§ **To be done**:
- A) According to the audit committee charter, why should the Committee's policies and procedures stay flexible? Answer in one to three sentences.
- B) Answer these questions about the audit committee charter, one per line:
(i) When was the charter last revised?
(ii) Which party holds sole responsibility for selecting and retaining the independent auditor?
(iii) Which Company resources may the Committee fully access when investigating a matter brought to its attention?
- C) Summarize the audit committee charter in two sentences.

Audit Committee

CARTER'S, INC.
AUDIT COMMITTEE CHARTER
(Rev. May 2019)


 
  1. Statement of Purpose

The Audit Committee (the “Committee”) is a committee of the Board of Directors (the “Board”) of Carter’s, Inc. (the “Company”). Its primary purpose is to provide assistance to the Board in fulfilling its responsibilities to the shareholders and investment community. Primary responsibilities include oversight of:

    • quality and integrity of, and risks related to, the consolidated financial statements, including the accounting, auditing, reporting and disclosure practices of the Company;
    • the Company’s internal control over financial reporting;
    • the Company’s audit process;
    • the Company’s enterprise risk management program;
    • the independent auditor, including sole responsibility for their selection and retention and oversight of their performance, qualifications and independence;
    • the Company’s compliance with legal and regulatory requirements, except to the extent delegated to other Board committees; and
    • the performance of the Company’s internal audit function.

In carrying out its duties hereunder, it is the responsibility of the Committee to maintain free and open communication between itself, independent auditors, internal auditors and management. The Committee shall also instruct management, the independent auditors and the internal auditors that the Committee expects to be advised immediately if there are areas that require its special attention. In discharging its oversight role, the Committee is empowered to investigate any matter brought to its attention with full access to all of the Company’s books, records, facilities, and personnel along with the power to retain outside counsel, or other experts for this purpose. The Committee shall receive adequate funding from the Company, as determined by the Committee, to compensate any independent auditors, accounting firms, outside legal counsel, and other advisors that the Committee engages. The Committee, in carrying out its responsibilities, believes its policies and procedures should remain flexible in order to best react to changing conditions and circumstances. The Committee will take appropriate actions to set the tone of highest integrity and standards in the Company’s reporting and business practices.

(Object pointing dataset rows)
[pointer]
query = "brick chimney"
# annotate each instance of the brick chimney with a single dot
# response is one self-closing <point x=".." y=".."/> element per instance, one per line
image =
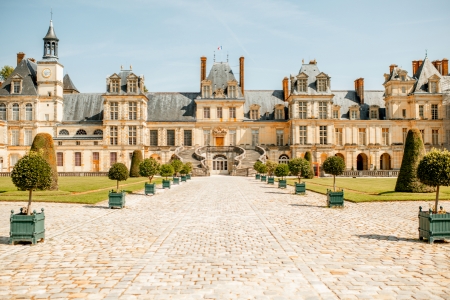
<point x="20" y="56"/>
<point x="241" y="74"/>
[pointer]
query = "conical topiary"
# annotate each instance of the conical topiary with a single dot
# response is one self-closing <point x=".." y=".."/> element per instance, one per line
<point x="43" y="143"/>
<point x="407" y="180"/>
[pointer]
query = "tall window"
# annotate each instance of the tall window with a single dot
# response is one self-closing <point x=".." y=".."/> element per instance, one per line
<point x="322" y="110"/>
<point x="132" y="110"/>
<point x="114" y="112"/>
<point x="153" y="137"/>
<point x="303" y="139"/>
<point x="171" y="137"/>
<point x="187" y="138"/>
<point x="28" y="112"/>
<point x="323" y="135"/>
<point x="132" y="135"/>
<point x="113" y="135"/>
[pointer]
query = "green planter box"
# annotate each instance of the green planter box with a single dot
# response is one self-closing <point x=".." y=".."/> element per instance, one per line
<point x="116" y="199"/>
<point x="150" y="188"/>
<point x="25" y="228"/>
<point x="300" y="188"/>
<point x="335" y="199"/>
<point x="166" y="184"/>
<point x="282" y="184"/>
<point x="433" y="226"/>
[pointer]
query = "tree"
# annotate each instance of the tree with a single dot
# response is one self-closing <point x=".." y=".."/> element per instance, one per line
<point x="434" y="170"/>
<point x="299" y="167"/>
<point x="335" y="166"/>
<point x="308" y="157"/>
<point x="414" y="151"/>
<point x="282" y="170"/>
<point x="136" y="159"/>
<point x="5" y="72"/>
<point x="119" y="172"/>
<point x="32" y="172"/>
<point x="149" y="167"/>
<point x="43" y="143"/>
--
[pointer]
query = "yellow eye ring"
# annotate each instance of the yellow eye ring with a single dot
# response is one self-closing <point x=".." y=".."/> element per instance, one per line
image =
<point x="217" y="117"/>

§ **Set of answers**:
- A) The Committee believes its policies and procedures should remain flexible so that it can best react to changing conditions and circumstances.

- B)
(i) May 2019.
(ii) The Audit Committee.
(iii) All of the Company's books, records, facilities, and personnel.

- C) The Audit Committee of Carter's, Inc. assists the Board in fulfilling its responsibilities to shareholders and the investment community. It oversees the financial statements, internal control over financial reporting, the audit process, enterprise risk management, the independent auditor, legal and regulatory compliance, and internal audit, and it may investigate any matter with full access to Company resources and adequate funding for outside advisors.